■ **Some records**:
────────────────────────────────────────
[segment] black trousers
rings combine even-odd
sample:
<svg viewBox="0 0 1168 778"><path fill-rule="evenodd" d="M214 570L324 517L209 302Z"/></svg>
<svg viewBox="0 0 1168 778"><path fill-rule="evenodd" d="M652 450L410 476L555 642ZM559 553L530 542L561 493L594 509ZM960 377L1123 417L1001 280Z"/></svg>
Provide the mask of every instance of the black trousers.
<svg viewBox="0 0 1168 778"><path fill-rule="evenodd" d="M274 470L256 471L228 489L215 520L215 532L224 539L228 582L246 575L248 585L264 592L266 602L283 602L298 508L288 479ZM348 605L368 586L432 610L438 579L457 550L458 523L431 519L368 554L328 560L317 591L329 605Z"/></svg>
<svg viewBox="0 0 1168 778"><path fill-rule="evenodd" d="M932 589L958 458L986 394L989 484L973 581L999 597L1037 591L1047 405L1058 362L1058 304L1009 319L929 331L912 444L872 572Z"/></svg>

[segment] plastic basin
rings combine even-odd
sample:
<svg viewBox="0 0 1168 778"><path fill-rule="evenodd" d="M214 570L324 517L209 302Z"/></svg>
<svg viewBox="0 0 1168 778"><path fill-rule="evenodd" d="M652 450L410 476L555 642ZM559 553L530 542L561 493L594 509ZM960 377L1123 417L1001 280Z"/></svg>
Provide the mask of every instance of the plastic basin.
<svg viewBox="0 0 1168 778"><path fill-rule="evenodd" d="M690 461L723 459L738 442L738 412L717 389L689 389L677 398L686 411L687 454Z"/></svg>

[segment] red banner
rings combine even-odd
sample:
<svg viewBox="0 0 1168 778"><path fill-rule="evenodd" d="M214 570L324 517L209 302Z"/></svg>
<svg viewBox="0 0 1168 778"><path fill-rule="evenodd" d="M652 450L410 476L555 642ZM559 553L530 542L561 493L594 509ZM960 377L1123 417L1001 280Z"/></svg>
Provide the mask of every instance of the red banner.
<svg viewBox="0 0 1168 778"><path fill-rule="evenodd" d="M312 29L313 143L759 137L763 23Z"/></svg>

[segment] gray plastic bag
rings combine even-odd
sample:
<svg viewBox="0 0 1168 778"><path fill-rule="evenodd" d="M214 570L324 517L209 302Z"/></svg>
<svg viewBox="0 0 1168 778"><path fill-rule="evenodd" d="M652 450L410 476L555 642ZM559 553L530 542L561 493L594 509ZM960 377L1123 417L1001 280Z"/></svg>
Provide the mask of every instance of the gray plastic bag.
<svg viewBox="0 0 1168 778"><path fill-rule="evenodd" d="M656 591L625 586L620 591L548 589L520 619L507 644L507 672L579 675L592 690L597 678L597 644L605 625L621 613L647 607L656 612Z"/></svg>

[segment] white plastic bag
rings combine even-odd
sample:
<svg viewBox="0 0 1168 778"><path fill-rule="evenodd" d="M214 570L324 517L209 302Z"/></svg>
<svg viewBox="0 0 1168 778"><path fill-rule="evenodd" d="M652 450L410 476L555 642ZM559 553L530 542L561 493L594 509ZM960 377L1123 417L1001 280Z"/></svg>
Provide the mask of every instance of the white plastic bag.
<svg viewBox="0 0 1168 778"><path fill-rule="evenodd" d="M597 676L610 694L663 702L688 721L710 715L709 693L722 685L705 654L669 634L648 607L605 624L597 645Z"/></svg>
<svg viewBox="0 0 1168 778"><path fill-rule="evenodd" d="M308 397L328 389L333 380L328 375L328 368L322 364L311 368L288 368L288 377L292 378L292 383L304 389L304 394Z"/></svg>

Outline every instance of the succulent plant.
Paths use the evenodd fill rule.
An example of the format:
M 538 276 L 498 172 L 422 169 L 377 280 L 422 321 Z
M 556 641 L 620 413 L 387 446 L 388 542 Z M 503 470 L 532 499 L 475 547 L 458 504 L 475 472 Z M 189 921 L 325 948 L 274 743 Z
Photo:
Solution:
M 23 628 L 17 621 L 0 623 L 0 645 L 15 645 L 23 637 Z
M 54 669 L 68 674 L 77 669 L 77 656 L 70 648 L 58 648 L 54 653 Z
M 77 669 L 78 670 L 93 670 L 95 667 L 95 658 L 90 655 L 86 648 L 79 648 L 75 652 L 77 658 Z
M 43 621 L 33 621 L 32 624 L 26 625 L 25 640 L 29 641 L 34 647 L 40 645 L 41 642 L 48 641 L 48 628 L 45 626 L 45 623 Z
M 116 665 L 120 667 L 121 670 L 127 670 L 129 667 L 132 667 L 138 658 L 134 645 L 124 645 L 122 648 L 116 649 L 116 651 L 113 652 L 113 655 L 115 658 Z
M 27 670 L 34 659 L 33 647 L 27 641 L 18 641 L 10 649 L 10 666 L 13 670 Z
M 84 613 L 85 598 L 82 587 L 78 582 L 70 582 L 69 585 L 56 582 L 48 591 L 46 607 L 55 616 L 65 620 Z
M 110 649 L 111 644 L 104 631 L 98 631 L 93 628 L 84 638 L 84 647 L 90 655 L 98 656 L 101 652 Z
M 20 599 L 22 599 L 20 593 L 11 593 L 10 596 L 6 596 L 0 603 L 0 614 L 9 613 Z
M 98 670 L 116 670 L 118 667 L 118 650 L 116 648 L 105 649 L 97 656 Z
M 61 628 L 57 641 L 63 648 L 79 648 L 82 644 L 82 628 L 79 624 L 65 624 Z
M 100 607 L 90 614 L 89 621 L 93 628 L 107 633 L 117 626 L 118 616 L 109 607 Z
────────────────────────────────────────
■ **Goal of the exercise**:
Reproduce verbatim every line from the very beginning of the items through the line containing "470L256 471L228 489L215".

■ **Final result**:
[segment] black trousers
rings combine even-odd
sample:
<svg viewBox="0 0 1168 778"><path fill-rule="evenodd" d="M214 570L324 517L209 302Z"/></svg>
<svg viewBox="0 0 1168 778"><path fill-rule="evenodd" d="M652 450L410 476L555 642ZM559 553L530 542L561 493L594 509ZM960 377L1123 417L1001 280Z"/></svg>
Provide the mask of every instance of the black trousers.
<svg viewBox="0 0 1168 778"><path fill-rule="evenodd" d="M274 470L256 471L228 489L215 520L215 532L224 539L228 582L246 575L248 585L264 592L266 602L283 602L298 508L288 479ZM348 605L368 586L432 610L438 579L457 550L458 523L431 519L368 554L328 560L317 591L329 605Z"/></svg>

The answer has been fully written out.